+++ PROVIDED DATA
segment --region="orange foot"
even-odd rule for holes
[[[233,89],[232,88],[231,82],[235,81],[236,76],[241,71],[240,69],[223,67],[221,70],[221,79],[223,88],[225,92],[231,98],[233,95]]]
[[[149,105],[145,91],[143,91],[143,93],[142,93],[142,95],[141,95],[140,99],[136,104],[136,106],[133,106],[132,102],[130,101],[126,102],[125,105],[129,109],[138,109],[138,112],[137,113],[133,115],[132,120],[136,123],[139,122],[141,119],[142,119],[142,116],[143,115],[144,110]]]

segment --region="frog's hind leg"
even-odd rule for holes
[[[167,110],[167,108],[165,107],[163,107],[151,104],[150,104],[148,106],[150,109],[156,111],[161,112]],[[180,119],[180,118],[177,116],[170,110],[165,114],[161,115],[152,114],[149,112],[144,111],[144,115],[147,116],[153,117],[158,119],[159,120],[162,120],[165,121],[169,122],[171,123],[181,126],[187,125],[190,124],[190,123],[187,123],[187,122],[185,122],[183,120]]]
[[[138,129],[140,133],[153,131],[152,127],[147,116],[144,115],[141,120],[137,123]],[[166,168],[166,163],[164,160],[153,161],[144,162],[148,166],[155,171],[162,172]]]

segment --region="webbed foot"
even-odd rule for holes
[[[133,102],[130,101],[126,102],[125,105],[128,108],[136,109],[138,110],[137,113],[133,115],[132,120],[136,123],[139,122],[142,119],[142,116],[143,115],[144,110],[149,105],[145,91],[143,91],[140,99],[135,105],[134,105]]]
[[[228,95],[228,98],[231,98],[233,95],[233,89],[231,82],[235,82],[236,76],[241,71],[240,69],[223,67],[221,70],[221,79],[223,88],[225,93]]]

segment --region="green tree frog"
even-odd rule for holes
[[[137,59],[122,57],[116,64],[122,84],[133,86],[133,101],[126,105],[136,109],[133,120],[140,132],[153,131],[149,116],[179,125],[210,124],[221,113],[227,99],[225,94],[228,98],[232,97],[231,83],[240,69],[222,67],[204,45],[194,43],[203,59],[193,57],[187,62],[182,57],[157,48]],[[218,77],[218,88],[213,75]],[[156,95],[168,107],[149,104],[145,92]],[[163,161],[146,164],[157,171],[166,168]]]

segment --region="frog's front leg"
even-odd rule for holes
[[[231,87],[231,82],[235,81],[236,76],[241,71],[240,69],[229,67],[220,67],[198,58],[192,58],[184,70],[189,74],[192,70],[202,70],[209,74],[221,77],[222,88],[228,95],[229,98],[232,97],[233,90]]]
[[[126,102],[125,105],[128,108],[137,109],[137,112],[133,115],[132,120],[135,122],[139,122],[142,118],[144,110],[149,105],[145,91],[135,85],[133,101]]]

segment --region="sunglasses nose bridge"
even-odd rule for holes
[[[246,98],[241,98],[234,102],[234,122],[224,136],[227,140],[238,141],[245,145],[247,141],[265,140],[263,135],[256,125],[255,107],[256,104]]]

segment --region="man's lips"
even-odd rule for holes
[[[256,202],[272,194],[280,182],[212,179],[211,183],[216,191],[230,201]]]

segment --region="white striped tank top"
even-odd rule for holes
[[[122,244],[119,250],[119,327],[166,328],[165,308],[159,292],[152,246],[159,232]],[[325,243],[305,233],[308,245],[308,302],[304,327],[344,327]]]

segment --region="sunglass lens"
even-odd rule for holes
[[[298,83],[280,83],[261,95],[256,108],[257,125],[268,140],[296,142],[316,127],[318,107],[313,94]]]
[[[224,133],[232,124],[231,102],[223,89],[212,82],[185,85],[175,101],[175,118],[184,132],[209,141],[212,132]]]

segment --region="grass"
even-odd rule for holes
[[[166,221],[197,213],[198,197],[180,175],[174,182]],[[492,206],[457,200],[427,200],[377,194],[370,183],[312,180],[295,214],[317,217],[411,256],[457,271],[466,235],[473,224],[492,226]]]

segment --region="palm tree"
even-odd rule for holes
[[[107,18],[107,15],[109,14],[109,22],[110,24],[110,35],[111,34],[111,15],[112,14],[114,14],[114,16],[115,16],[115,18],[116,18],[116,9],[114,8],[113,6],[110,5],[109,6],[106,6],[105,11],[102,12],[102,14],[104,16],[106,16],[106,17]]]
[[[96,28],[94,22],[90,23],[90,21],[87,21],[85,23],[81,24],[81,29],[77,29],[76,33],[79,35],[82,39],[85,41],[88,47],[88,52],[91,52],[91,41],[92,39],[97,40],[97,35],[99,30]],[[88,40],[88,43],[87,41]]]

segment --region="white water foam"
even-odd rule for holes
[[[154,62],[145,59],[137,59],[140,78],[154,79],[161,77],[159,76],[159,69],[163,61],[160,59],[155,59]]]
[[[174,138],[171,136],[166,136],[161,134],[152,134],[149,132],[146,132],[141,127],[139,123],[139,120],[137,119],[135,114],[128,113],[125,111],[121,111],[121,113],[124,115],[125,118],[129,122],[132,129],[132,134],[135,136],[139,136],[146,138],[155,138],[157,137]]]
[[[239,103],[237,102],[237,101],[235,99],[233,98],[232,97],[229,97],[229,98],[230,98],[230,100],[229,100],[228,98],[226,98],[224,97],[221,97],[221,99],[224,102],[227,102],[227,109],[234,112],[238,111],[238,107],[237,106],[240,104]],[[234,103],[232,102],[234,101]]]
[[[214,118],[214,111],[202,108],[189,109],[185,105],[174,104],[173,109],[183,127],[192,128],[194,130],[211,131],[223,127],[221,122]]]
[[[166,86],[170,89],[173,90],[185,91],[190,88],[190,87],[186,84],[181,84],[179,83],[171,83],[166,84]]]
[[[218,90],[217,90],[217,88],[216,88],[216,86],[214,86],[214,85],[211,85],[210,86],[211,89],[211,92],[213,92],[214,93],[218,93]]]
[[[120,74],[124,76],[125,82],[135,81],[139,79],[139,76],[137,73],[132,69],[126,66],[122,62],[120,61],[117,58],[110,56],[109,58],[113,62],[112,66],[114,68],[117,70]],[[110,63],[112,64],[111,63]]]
++++++
**DO THIS**
Take the entries above and copy them out exactly.

**SOLUTION TO THIS EXERCISE**
segment --region="orange foot"
even-odd rule for holes
[[[233,89],[232,88],[231,82],[235,81],[236,76],[241,71],[240,69],[223,67],[221,70],[221,79],[223,88],[225,92],[231,98],[233,95]]]
[[[149,105],[145,91],[143,91],[143,93],[142,93],[142,95],[141,95],[140,99],[136,104],[136,106],[133,106],[132,102],[130,101],[126,102],[125,105],[129,109],[138,109],[138,112],[137,113],[133,115],[132,120],[136,123],[139,122],[141,119],[142,119],[142,116],[143,115],[144,110]]]

segment --region="frog's hind leg"
even-odd rule for holes
[[[167,110],[167,108],[165,107],[163,107],[151,104],[150,104],[148,106],[150,109],[156,111],[161,112]],[[180,119],[180,118],[177,116],[170,110],[165,114],[161,115],[152,114],[149,112],[144,111],[144,115],[147,116],[153,117],[158,119],[159,120],[162,120],[165,121],[169,122],[171,123],[181,126],[187,125],[190,124],[190,123],[187,123],[187,122],[185,122],[183,120]]]
[[[138,129],[140,133],[153,131],[152,127],[147,116],[144,115],[141,120],[137,123]],[[166,168],[166,163],[164,160],[153,161],[144,162],[148,166],[155,171],[162,172]]]

segment --region="webbed foot"
even-odd rule for holes
[[[133,102],[130,101],[126,102],[125,105],[128,108],[136,109],[138,110],[137,113],[133,115],[132,120],[136,123],[139,122],[142,119],[142,116],[143,115],[144,110],[149,105],[145,91],[143,91],[140,99],[135,105],[134,105]]]
[[[228,95],[228,98],[231,98],[233,95],[233,89],[231,82],[235,82],[236,76],[241,71],[240,69],[223,67],[221,70],[221,79],[223,88],[225,93]]]

segment --region="green tree frog"
even-odd rule for holes
[[[137,59],[122,57],[116,64],[122,84],[133,86],[133,101],[126,105],[136,109],[133,120],[140,132],[153,131],[149,116],[179,125],[210,124],[221,113],[227,99],[225,94],[228,98],[232,97],[231,83],[240,69],[222,67],[204,45],[194,43],[203,59],[193,57],[187,62],[182,57],[157,48]],[[218,77],[218,88],[213,75]],[[156,95],[168,107],[149,104],[145,92]],[[163,161],[146,164],[157,171],[166,168]]]

segment --region="frog's front leg"
even-odd rule for holes
[[[231,87],[231,82],[235,81],[236,76],[241,71],[240,69],[229,67],[220,67],[198,58],[192,58],[184,70],[189,74],[192,70],[202,70],[209,74],[221,77],[222,88],[228,95],[229,98],[232,97],[233,90]]]
[[[126,102],[125,105],[128,108],[137,109],[137,112],[133,115],[132,120],[135,122],[139,122],[142,118],[144,110],[149,105],[145,91],[135,85],[133,101]]]

segment --region="sunglasses nose bridge"
even-odd rule for holes
[[[246,98],[241,98],[234,102],[234,122],[224,136],[227,140],[238,141],[245,145],[247,141],[265,140],[263,135],[256,125],[255,107],[256,104]]]

segment --region="man's lips"
even-odd rule for holes
[[[256,202],[272,194],[280,182],[212,179],[211,183],[216,191],[230,201]]]

segment --region="white striped tank top"
even-odd rule for holes
[[[122,244],[119,250],[119,327],[166,328],[165,308],[159,292],[152,246],[159,232]],[[325,243],[305,233],[308,245],[308,302],[304,327],[344,327]]]

segment --region="sunglass lens"
even-odd rule for holes
[[[298,83],[280,83],[261,95],[256,108],[257,125],[268,140],[296,142],[316,127],[318,107],[313,94]]]
[[[224,133],[232,124],[231,102],[223,89],[212,82],[185,85],[175,101],[175,118],[184,132],[209,141],[212,132]]]

segment --region="grass"
even-odd rule for holes
[[[166,221],[197,213],[198,197],[180,175],[174,182]],[[492,206],[457,200],[427,200],[377,194],[370,183],[312,180],[295,214],[317,217],[411,256],[457,271],[466,235],[473,224],[492,226]]]

segment --region="palm tree"
even-odd rule for holes
[[[107,18],[107,15],[109,14],[109,22],[110,24],[110,35],[111,34],[111,15],[112,14],[114,14],[114,16],[115,16],[115,18],[116,18],[116,9],[114,8],[113,6],[110,5],[109,6],[106,6],[105,11],[102,12],[102,14],[104,16],[106,16],[106,17]]]
[[[96,28],[94,22],[90,23],[90,21],[87,21],[85,23],[81,24],[81,29],[77,29],[76,33],[79,35],[82,39],[85,41],[88,47],[88,52],[91,52],[91,41],[92,39],[97,40],[97,35],[99,30]],[[88,40],[88,43],[87,41]]]

segment --region="white water foam"
even-odd rule for holes
[[[154,62],[145,59],[137,59],[140,78],[154,79],[161,77],[159,76],[159,69],[163,61],[160,59],[155,59]]]
[[[174,138],[171,136],[166,136],[161,134],[152,134],[149,132],[146,132],[141,127],[139,123],[139,120],[137,119],[135,114],[128,113],[125,111],[121,111],[121,113],[124,115],[125,118],[129,122],[132,129],[132,134],[135,136],[139,136],[146,138],[155,138],[157,137]]]
[[[239,103],[237,102],[237,101],[235,99],[233,98],[232,97],[229,97],[229,98],[230,98],[230,100],[229,100],[228,98],[226,98],[224,97],[221,97],[221,99],[224,102],[227,102],[227,109],[234,112],[238,111],[238,107],[237,106],[240,104]],[[234,103],[232,102],[234,101]]]
[[[214,118],[214,111],[202,108],[189,109],[185,105],[174,104],[173,109],[183,127],[192,128],[194,130],[211,131],[223,127],[221,122]]]
[[[166,86],[170,89],[173,90],[185,91],[190,88],[190,87],[186,84],[181,84],[179,83],[171,83],[166,84]]]
[[[218,90],[217,90],[217,88],[216,88],[216,86],[214,86],[214,85],[211,85],[210,86],[211,89],[211,92],[213,92],[214,93],[218,93]]]
[[[120,74],[124,76],[125,82],[135,81],[139,79],[139,76],[137,73],[132,69],[126,66],[122,62],[120,61],[117,58],[110,56],[109,58],[113,62],[112,66],[114,68],[117,70]],[[110,63],[112,64],[111,63]]]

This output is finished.